◆ Problem to work on
From the line that includes "the butterfly in" to the last line of the records, inclusive, repeat each line exactly.

◆ Listed records
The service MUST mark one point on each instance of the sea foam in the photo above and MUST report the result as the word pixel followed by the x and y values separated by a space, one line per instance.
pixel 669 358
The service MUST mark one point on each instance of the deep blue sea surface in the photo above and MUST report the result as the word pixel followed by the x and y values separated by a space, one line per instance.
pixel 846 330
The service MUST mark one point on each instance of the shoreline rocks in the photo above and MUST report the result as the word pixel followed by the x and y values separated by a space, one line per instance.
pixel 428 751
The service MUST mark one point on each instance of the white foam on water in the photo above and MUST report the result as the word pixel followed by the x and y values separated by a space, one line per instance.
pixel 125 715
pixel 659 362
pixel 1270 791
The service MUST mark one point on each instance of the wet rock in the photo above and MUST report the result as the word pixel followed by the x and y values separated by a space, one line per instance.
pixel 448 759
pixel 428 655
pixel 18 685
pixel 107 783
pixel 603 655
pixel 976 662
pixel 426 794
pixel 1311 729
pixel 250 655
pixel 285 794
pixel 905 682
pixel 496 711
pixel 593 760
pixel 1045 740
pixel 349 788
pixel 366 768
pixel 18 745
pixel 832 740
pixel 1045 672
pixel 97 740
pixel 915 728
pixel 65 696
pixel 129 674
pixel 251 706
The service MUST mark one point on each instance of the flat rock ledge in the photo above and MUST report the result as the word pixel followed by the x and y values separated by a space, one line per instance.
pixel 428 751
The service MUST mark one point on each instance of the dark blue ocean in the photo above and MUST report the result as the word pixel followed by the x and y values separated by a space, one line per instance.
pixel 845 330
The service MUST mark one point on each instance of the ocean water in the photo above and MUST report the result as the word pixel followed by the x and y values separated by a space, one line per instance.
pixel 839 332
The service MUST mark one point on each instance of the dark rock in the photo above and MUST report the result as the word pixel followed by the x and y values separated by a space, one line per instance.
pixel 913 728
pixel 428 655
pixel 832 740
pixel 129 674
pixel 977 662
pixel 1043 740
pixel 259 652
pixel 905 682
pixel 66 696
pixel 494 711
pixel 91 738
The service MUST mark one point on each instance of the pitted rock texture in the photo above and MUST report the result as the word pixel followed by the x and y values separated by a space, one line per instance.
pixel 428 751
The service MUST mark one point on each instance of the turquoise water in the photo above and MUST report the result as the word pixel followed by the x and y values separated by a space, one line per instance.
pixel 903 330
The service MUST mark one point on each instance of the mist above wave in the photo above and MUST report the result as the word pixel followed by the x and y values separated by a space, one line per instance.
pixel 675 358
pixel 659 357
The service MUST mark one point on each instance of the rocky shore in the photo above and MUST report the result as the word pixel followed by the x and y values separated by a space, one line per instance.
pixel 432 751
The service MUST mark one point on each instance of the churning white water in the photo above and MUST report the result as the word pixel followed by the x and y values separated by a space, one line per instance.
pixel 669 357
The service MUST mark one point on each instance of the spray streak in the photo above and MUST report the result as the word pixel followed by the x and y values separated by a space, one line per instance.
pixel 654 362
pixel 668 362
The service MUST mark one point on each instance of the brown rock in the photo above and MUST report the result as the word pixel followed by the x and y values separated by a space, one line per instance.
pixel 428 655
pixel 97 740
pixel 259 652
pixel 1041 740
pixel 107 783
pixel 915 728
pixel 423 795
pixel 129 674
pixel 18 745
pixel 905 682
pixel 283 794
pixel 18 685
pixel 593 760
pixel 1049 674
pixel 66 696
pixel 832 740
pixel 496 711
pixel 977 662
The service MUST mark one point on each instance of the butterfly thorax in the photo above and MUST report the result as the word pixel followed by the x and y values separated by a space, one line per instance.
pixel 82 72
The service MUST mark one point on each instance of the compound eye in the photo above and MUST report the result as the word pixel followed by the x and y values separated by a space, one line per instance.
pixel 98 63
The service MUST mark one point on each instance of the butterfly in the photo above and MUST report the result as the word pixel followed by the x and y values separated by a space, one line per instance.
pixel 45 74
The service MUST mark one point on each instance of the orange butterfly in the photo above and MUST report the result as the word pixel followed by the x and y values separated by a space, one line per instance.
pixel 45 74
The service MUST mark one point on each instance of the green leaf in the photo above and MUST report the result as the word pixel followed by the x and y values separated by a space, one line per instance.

◆ Written response
The service MUST mark one point on each instance of the butterfly in the photo above and MUST report the result as the word pixel followed by the x and y values separated by a space, one line per instance.
pixel 45 74
The service MUST mark one point on each instance of the orange butterfly in the photo above and MUST report the result as the word pixel followed by the x and y values separated by a space, one line per instance.
pixel 45 74
The service MUST mark one point on each instance of the green leaf in the photo above and MUST report the result as the word pixel followed by the x and y values separated by a space, one line per instance.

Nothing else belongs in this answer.